▸ **Passage given**:
'''

The trial court also addressed defendant's contentions regarding defense counsel's failure to present a consent defense and defendant was given multiple opportunities to address any additional claims he wished to raise.

¶ 11 At the conclusion of the trial court's inquiry, it denied both pro se posttrial motions and declined to appoint substitute counsel to litigate defendant's claims of ineffectiveness. On appeal, defendant contends the trial court's Krankel inquiry regarding his defense counsel's failure during plea bargaining was inadequate due to the court's misapprehension of the facts, and requests that this court remand his case back to the trial court to conduct a limited inquiry into this matter.

¶ 12 The Illinois Supreme Court, through Krankel and its progeny, provided guidance to trial courts when handling pro se posttrial allegations of ineffective assistance of counsel. See Krankel, 102 Ill. 2d at 189; see also Moore, 207 Ill. 2d at 77-82; People v. Chapman, 194 Ill. 2d 186, 227-31 (2000); People v. Nitz, 143 Ill. 2d 82, 134 (1991). A trial court is not automatically required to appoint new counsel any time a defendant claims ineffective assistance of counsel. Moore, 207 Ill. 2d at 77. Rather, the trial court should first conduct an inquiry into the factual basis of defendant's claim, now commonly known as a "Krankel inquiry." Id. at 77-78; People v. Vargas, 409 Ill. App. 3d 790, 801 (2011).

¶ 13 In order to trigger a Krankel inquiry, a pro se defendant is not required to do more than bring his claim to the attention of the trial court. Moore, 207 Ill. 2d at 79. However, even with the relaxed pleading requirements, a bald allegation of ineffective assistance is insufficient; the defendant must allege specific claims with supporting facts before the trial court must consider his assertions. People v. Ward, 371 Ill. App. 3d 382, 431 (2007); People v. Radford, 359 Ill. App. 3d 411, 418 (2005).

'''

▸ **Work to be completed**:
According to the passage on the Krankel inquiry, why does the defendant ask on appeal for his case to be sent back to the trial court? Answer in one to three sentences. The material that comes next is separate from the passage on the Krankel inquiry.

▸ **Supplied data**:
'''

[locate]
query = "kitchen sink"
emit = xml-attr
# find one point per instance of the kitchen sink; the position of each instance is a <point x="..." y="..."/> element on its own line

'''

▸ **The response**:
He argues that the trial court's Krankel inquiry into his defense counsel's failure during plea bargaining was inadequate because the court misapprehended the facts. He therefore wants the trial court to hold a limited inquiry into that matter.